----- EXTRAIT DE PAGE

Qu'est-ce que vous aimeriez prendre chez lui ?

"Ses titres (rires). Non, j'aime bien l'homme même si je le connais pas très bien. Mais dans ce qu'il peut dire, je partage pas mal de ses avis."

Et donc, quand est-ce qu'on aura une équipe de France de foot aussi accessible et sympa que l'équipe de hand ? Vous les avez vu rentrer en début de semaine à l'aéroport : ils vont signer des autographes, ils sont sympas, hyper accessibles... On va le voir, ça, chez les Bleus ?

"C'est valable pour toutes les équipes qui gagnent. Toutes les équipes qui gagnent elles ont le sourire, elles sont accessibles et disponibles. J'ai connu ça aussi."

Alors, puisqu'on a dit qu'on faisait pas de langue de bois : ils sont quand même souvent fermés, les footballeurs de l'équipe de France, on leur a souvent reproché. Il y a une sorte de malaise entre l'opinion et eux, non ?

"Vous étiez au stade de France contre l'Ukraine ? Vous avez senti un malaise ?"

Non, mais...

"Après, que vous, vous en parliez, que ce soit écrit, qu'il y ait des sondages..."

C'est un truc de journalistes ?

"Après, je suis pas là pour faire... Mais moi, je n'ai pas ressenti ça. Après, il y a des gens qui n'aiment pas le football ou qui le détestent. Et ceux-là, on pourra rien y faire. Après, au-delà de ça, pour approfondir un petit peu, la quasi-totalité des joueurs qui sont là, mis à part Franck Ribéry et Eric Abidal, qui ont participé à la coupe du monde 2006, ils n'ont vécu que des choses négatives voire très négatives. Donc, le lien qu'ils avaient avec le maillot de l'équipe nationale n'évoque pas de souvenirs positifs. Là, ils ont en commun quelque chose de très positif : les joueurs qui décident spontanément de chanter la Marseillaise tous ensemble et d'agiter les drapeaux..."

Ça faisait tellement longtemps qu'on attendait ça...

"Oui, mais c'est l'événement, j'en reviens à ce que je vous ai dit avant : quand vous gagnez un match... Si on gagne pas un match, si on se qualifie pas, il y aurait eu des questions et je serais certainement peut-être pas là pour y répondre. Mais voilà, quand il y a victoire, forcément, tout le monde est heureux."

Cet état d'esprit, vous pensez que vous arriverez à l'emmener au Brésil ? C'est ça, ce que vous voulez ? Ça compte, dans la préparation du groupe ?

----------
----- DONNÉES FOURNIES

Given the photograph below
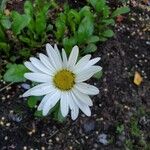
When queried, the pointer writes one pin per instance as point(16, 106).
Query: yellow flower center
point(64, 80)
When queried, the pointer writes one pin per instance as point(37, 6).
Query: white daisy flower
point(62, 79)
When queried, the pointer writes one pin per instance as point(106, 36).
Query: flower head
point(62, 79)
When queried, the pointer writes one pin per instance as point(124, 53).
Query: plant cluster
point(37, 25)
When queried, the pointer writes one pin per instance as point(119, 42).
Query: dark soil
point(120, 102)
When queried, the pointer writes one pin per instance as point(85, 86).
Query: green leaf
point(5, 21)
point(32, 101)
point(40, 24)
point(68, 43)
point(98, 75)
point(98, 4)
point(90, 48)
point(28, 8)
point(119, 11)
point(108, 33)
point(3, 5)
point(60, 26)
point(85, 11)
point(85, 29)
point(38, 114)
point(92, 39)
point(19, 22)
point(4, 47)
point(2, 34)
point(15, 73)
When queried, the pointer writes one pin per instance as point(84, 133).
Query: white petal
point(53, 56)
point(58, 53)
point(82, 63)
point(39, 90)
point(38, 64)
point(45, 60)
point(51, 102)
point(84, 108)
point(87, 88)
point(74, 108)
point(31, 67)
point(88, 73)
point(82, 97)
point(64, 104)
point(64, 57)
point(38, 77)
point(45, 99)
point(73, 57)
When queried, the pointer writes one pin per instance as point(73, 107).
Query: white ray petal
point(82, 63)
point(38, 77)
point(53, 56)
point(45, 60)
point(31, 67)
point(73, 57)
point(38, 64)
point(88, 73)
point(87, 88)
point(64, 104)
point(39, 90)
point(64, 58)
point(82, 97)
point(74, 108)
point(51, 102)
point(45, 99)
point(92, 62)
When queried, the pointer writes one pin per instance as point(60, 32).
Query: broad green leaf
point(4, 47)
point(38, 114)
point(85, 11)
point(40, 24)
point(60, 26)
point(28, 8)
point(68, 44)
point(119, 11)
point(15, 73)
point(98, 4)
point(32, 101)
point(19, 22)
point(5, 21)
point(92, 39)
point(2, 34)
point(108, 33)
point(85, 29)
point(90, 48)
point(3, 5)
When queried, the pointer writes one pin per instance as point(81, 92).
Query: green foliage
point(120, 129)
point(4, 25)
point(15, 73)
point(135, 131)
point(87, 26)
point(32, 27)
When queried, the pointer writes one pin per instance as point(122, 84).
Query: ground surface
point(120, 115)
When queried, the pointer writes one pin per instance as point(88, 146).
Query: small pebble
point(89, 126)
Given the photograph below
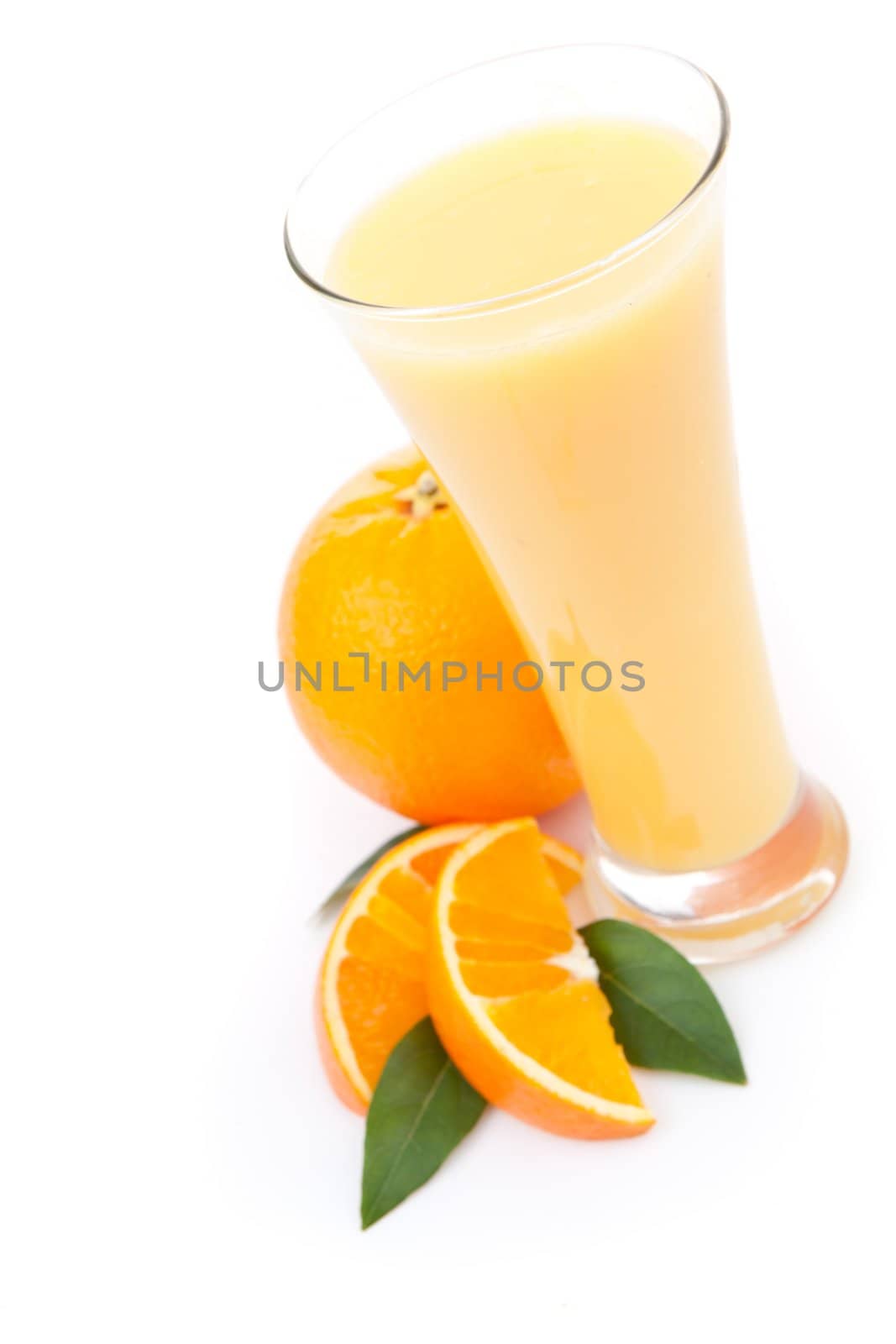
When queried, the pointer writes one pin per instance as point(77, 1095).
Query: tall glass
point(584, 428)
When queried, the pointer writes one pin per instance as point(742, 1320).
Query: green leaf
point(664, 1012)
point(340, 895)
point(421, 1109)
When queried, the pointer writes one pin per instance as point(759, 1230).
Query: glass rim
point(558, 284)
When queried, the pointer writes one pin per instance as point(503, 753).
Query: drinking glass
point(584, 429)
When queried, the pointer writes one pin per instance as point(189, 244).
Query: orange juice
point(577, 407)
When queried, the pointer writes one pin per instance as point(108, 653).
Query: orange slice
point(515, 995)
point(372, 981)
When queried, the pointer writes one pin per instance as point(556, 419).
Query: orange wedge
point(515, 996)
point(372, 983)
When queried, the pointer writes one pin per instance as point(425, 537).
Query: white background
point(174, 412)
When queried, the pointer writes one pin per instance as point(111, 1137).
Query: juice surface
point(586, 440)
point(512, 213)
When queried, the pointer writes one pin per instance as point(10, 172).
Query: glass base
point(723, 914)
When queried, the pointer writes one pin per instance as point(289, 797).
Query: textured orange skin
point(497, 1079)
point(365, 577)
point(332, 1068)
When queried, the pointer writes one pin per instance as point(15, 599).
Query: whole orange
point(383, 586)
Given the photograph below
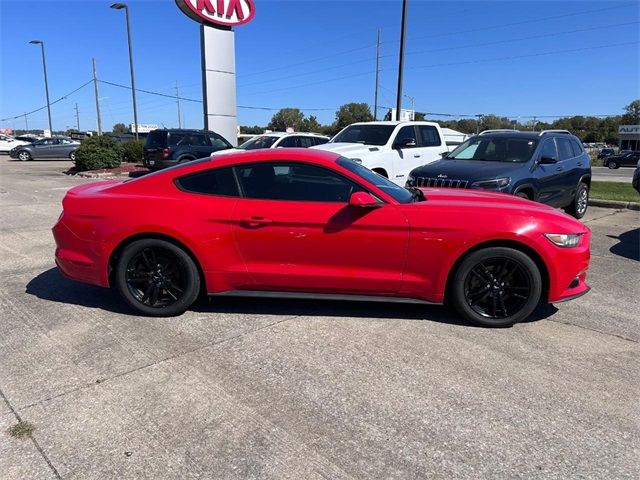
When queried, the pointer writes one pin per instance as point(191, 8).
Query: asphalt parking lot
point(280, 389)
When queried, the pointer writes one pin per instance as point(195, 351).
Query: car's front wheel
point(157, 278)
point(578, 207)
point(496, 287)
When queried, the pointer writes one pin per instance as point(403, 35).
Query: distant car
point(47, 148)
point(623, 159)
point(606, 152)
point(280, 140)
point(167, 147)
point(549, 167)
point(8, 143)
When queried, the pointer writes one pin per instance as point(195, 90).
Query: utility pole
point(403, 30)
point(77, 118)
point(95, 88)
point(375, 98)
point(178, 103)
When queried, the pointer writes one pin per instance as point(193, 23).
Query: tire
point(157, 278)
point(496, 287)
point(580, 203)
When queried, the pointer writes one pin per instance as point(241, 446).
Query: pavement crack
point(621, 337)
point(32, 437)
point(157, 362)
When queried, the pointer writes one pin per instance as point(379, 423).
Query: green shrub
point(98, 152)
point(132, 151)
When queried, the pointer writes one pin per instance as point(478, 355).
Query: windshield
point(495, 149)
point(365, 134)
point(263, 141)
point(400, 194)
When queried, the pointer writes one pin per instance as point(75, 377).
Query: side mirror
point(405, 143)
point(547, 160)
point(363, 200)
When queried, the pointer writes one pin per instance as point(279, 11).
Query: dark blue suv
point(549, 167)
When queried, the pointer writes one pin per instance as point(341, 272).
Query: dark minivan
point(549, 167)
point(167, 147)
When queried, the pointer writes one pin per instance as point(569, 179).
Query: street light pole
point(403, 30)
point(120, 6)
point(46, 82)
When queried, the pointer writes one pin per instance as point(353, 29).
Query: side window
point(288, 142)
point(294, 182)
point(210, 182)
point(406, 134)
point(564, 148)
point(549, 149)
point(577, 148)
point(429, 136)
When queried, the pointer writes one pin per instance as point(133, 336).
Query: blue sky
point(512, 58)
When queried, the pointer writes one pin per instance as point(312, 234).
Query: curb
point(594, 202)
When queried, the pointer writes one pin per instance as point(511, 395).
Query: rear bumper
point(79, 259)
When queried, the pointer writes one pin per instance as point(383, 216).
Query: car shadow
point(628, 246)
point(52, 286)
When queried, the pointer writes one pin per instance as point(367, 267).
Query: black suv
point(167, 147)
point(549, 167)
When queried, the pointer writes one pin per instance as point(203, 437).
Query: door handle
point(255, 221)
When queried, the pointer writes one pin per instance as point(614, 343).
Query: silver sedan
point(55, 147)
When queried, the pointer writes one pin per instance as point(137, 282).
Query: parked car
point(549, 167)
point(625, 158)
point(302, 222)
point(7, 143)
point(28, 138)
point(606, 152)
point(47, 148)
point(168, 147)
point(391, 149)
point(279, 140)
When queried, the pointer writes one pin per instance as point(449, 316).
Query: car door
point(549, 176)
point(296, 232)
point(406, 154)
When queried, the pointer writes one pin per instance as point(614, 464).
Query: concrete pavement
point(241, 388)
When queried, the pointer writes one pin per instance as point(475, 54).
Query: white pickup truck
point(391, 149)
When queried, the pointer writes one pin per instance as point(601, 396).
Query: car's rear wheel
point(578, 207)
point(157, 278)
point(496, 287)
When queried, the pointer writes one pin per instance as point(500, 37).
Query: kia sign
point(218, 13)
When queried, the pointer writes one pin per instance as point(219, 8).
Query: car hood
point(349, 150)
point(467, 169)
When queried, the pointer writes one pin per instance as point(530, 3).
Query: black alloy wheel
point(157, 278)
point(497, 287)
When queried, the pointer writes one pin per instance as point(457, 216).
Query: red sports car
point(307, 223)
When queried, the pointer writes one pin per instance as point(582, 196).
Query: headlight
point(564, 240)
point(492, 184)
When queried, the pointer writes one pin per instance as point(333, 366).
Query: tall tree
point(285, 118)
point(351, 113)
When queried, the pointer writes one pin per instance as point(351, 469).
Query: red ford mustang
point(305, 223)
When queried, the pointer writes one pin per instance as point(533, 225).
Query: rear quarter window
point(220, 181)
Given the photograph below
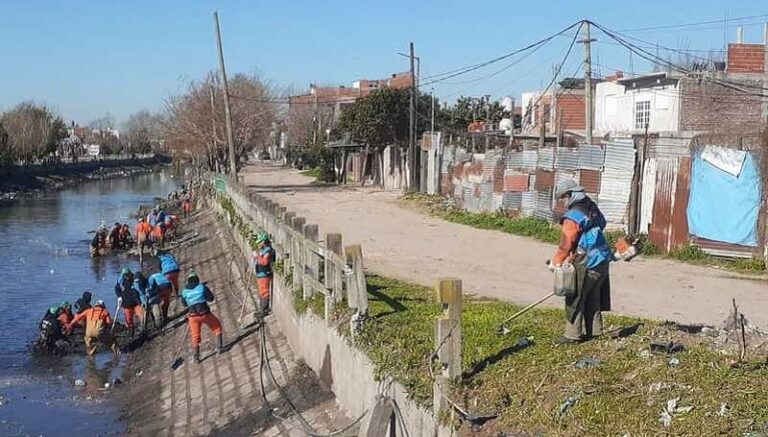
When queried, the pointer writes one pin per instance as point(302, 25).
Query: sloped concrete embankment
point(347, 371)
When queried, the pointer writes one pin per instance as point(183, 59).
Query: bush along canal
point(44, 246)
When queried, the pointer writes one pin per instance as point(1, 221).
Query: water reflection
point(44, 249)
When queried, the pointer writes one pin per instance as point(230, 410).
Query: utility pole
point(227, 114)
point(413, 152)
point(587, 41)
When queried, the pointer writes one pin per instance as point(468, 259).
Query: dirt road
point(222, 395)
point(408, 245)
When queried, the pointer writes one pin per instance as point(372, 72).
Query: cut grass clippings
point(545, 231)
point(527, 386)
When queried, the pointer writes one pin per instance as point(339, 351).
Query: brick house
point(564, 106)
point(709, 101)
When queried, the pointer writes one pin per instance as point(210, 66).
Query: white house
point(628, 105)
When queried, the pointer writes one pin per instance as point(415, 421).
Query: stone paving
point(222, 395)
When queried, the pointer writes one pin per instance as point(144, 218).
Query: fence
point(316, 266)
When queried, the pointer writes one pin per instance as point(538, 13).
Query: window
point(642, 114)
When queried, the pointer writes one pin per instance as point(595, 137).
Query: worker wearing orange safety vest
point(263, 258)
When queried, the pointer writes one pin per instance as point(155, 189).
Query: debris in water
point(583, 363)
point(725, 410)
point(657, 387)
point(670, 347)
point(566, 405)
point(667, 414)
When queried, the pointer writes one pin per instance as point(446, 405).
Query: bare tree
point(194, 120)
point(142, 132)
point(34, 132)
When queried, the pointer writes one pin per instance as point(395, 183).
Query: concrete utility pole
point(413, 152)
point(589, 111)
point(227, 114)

----------

CONSIGNE -> D'après l'extrait de l'entretien sur l'équipe de France, quels joueurs de l'équipe actuelle avaient participé à la coupe du monde 2006 ?

BONNE RÉPONSE -> Franck Ribéry et Eric Abidal.